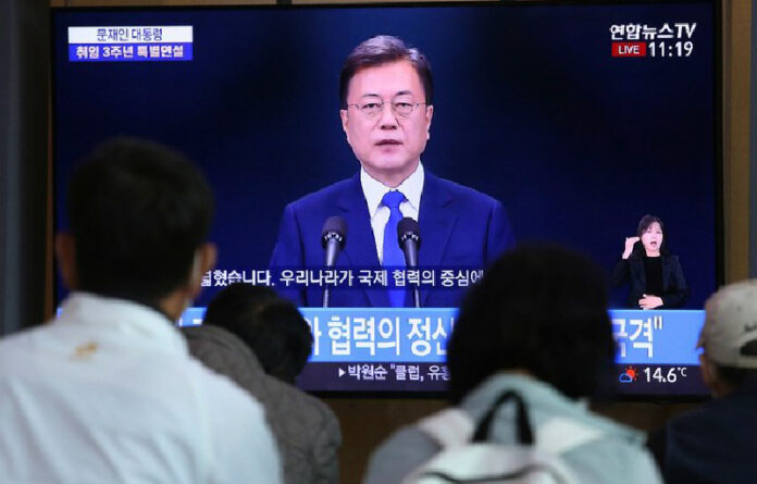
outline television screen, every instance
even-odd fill
[[[466,289],[513,244],[557,243],[617,283],[619,390],[700,395],[722,265],[719,15],[715,1],[55,10],[55,225],[103,140],[186,153],[215,194],[220,257],[181,324],[232,283],[273,286],[311,325],[298,383],[322,392],[444,390]],[[433,98],[361,76],[343,99],[345,60],[378,35],[424,55]],[[419,153],[392,209],[371,184],[399,183],[382,177]],[[647,214],[662,231],[637,234]],[[637,235],[674,262],[646,309]]]

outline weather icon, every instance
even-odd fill
[[[636,372],[636,369],[634,367],[625,367],[625,370],[623,370],[623,373],[620,374],[618,381],[620,383],[633,383],[636,381],[637,377],[638,372]]]

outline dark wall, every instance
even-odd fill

# # # #

Put every line of the items above into a numbered list, skipping the blank lines and leaving out the pictures.

1. outline television screen, every instance
2. even-odd fill
3. [[[466,289],[513,244],[557,243],[617,283],[619,390],[700,395],[722,265],[719,15],[715,1],[55,10],[55,225],[103,140],[186,153],[215,194],[220,257],[181,324],[232,283],[273,286],[311,325],[298,383],[322,392],[444,390]],[[433,98],[361,76],[343,99],[345,60],[378,35],[424,55]],[[419,153],[392,209],[371,184],[399,183],[382,177]],[[647,214],[662,231],[637,234]],[[637,235],[674,262],[646,309]]]
4. outline weather icon, every instance
5. even-odd fill
6. [[[636,372],[636,369],[634,367],[625,367],[625,370],[623,370],[623,373],[620,374],[618,381],[620,383],[633,383],[636,381],[637,377],[638,372]]]
7. outline dark wall, every instance
8. even-odd fill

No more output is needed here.